■ Enunciado A: Reproduza as entradas entre a linha que contém "Could you point to the mural" e o fim delas, inclusive, mantendo os pedidos. Multiplique por 0,25 cada coordenada das respostas, mas não os números dos pedidos nem os dos modelos de formato, e arredonde para inteiros, com as metades para cima.

■ Texto selecionado:
::::
11/11/2012 - 08h00
ESPECIAL
Estabilidade de servidor
público não é garantia de impunidade
A
estabilidade no emprego é o sonho de milhares de trabalhadores que batalham por
uma vaga no serviço público. A garantia protege o servidor de pressões
hierárquicas e políticas. Resguarda também a própria administração, assegurando
a continuidade dos serviços.
As críticas à estabilidade funcional são inúmeras. Muitos acreditam que ela
favorece a baixa qualidade do serviço público, uma vez que o servidor estável
não teria compromisso com produtividade e eficiência.
Contudo, a própria legislação traz uma série de
deveres e proibições que, se não observados, geram punição. Da simples
advertência à demissão, tudo depende da natureza e da gravidade da infração, do
dano causado, das circunstâncias e dos antecedentes funcionais.
Em 2011, a administração pública federal aplicou 564 punições administrativas
expulsivas do serviço público. Foram 469 demissões, 38 cassações de
aposentadoria e 57 destituições. Até setembro de 2012, foram mais 394
expulsões. Desde 2003, quando a Controladoria Geral da União (CGU) começou a
registrar os dados, foram aplicadas 3.927 penalidades máximas.
De acordo com o relatório da CGU, entre 2003 e 2011, quase 32% das punições
foram aplicadas por uso indevido do cargo público e 19% por improbidade
administrativa. Abandono de cargo (falta injustificada por mais de 30 dias
consecutivos) motivou 8,6% das expulsões, seguido de recebimento de propina
(5,5%) e desídia (4,8%), que é desleixo, negligência ou descaso com o trabalho.
Os
outros 30% saíram por motivos variados, como acumulação ilegal de cargos,
aplicação irregular de dinheiro público e dilapidação de patrimônio.
Legislação
O artigo 41 da Constituição Federal (CF) estabelece que o servidor é estável
após três anos de exercício no cargo.
A partir daí, só pode perder o emprego em três
hipóteses: por decisão
judicial transitada em julgado, após processo administrativo em que lhe seja
assegurada ampla defesa e mediante procedimento de avaliação periódica de
desempenho, na forma de lei complementar, assegurada ampla defesa.
A Lei 8.112/90 – Estatuto do Servidor – traz no artigo 116 os deveres dos
servidores públicos, e no artigo 117 lista as proibições. As penalidades, no
artigo 127, são seis: advertência, suspensão, demissão, cassação de
aposentadoria ou disponibilidade, destituição de cargo em comissão e de função
comissionada. Já o artigo 132 estabelece os casos em que deve ser aplicada a
pena de demissão.
O servidor que descumprir seus deveres ou violar as proibições pode ser punido
administrativamente, por meio de Processo Administrativo Disciplinar (PAD).
::::
■ Entradas listadas:
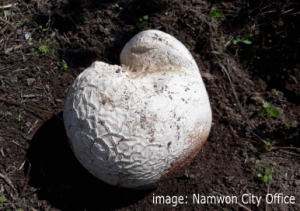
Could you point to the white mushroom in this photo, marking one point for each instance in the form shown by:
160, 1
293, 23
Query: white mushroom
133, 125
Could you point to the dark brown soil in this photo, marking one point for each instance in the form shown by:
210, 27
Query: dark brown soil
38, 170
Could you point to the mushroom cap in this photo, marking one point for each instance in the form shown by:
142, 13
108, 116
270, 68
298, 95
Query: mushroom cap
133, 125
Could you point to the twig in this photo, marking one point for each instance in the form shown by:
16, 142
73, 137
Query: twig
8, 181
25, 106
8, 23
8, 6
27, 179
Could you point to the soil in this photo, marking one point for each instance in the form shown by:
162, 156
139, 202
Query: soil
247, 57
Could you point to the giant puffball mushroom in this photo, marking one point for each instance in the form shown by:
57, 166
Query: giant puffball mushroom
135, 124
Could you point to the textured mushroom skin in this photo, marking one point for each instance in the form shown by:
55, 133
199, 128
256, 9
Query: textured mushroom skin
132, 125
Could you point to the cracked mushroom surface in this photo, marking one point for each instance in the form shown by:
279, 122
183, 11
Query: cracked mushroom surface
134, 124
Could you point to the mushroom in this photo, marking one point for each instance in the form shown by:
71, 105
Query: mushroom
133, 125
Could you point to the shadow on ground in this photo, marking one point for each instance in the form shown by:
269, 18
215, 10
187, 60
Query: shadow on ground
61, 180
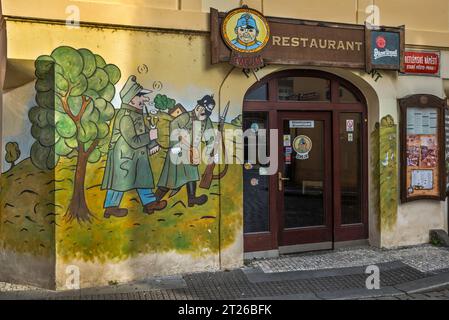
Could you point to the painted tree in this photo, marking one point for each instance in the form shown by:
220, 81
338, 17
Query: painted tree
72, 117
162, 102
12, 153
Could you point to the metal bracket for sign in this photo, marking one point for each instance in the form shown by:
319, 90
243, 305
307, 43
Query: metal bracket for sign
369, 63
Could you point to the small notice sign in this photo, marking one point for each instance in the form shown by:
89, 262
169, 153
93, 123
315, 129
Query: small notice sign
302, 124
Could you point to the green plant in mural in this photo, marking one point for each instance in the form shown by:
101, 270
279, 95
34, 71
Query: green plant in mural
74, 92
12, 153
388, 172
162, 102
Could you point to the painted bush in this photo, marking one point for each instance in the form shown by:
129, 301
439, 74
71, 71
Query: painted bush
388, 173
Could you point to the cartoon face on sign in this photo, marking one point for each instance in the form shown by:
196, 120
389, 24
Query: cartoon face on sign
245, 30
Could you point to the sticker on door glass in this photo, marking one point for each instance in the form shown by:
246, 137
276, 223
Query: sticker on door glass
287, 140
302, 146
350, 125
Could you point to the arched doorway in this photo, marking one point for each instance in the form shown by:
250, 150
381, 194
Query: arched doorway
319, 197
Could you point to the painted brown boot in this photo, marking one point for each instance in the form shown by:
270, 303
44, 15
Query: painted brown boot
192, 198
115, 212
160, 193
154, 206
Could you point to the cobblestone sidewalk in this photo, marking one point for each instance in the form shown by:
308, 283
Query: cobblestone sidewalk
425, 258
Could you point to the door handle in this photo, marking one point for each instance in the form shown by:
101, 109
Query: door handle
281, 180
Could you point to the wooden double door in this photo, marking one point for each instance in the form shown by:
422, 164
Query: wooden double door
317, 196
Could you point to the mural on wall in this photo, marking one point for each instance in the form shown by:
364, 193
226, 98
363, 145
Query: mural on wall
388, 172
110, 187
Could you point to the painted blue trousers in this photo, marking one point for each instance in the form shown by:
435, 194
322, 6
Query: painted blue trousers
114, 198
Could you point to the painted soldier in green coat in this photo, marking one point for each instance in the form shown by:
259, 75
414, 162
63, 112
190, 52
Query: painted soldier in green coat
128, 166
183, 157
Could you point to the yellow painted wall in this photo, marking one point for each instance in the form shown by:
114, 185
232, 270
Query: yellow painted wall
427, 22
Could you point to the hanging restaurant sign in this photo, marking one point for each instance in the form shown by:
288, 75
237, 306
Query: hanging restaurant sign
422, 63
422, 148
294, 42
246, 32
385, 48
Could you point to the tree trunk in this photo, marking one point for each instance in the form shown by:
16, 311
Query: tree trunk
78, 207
::::
■ Enunciado B: Transcreva, do texto sobre a estabilidade do servidor público, o trecho entre "Contudo, a própria" e "dos antecedentes funcionais.", inclusive.

■ Resposta correta A:
Could you point to the mural on wall in this photo, marking one point for each instance in the form shown by:
364, 193
226, 98
363, 145
Query: mural on wall
97, 43
28, 47
Could you point to the painted blue trousers in this photo, marking one point for each instance in the form shown by:
435, 194
322, 6
Query: painted blue trousers
29, 50
Could you point to the painted soldier in green coat in this photo, marking one point for each instance in the form shown by:
259, 75
414, 162
63, 112
190, 52
Query: painted soldier in green coat
32, 42
46, 39
Could you point to the yellow painted wall in this photo, marking one point for each instance in the form shown by:
114, 185
232, 270
Query: yellow painted wall
107, 6
Could you point to the hanging restaurant sign in this photo, marking one point for each instance in the form shown by:
288, 75
237, 306
Query: hanging restaurant sign
106, 16
106, 37
74, 11
62, 8
96, 12
Could you point to the tree trunk in this photo, marking one point for each instance in the form shown by:
16, 311
Query: tree trunk
20, 52

■ Resposta correta B:
Contudo, a própria legislação traz uma série de
deveres e proibições que, se não observados, geram punição. Da simples
advertência à demissão, tudo depende da natureza e da gravidade da infração, do
dano causado, das circunstâncias e dos antecedentes funcionais.